Pick up the write-up on double-talk detection in acoustic echo cancellation and carry it on past its final sentence.

----- SUPPLIED PASSAGE -----

All the adaptive algorithms assume that the near-end and far-end signals are mutually un-correlated. Without this assumption, the algorithm fails in the absence of double talk detection to inhibit convergence during periods of double talk. Hence, without a DTD, AEC works best for white noise signals only. However, since speech doesn't belong to this category of signals (mutually un-correlated), there is more that needs to be done.

The most common approach is to ensure that the adaptation is halted when near end and far end signals are present at the same time. This is commonly known as double-talk condition, and lack of a robust double-talk detector can throw the adaptive algorithm off track.

As a result, the stability and overall user experience of AEC depends on when the actual filter adaptation happens, and at what rate. This part of AEC constitutes the 'brain' of the algorithm. A good double-talk detection algorithm determines how full-duplex the AEC performance is, without compromising on how much of echo can be removed.

----- DATA BLOCK -----

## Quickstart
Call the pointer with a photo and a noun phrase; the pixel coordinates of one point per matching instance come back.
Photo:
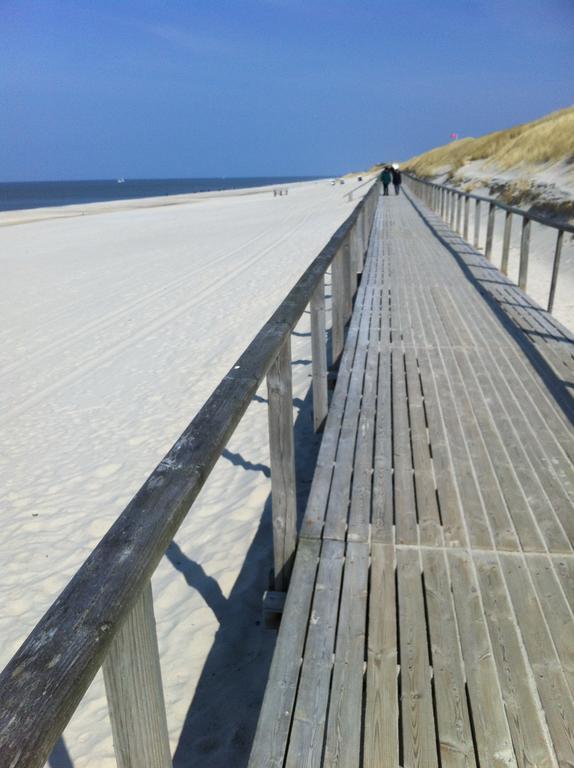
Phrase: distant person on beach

-----

__REPLY TO THE TASK__:
Click on image to enlarge.

FIG 2: Acoustic echo cancellation in a typical VoIP phone

System integration

There are multiple aspects that have to be taken care of at the system level to ensure that the implemented AEC algorithm can well.

In this section are listed some of the important system level considerations as far as the overall AEC performance is concerned.

1. Gain Calibration: In general, there are multiple analog and digital gains in the system. These gains are required to achieve required loudness for different signal paths. Distribution of gains in the path vis-'-vis AEC is very important as this will have significant effect on the performance of AEC.

For example, analog gain is preferred to avoid quantization noise from digital domain, but may decrease the ERL. Similarly, some gain distributions can improve ERL, but may unbalance the levels of signal in the transmit and receive path. Tuning of these gains (explained later in the paper) is therefore extremely important.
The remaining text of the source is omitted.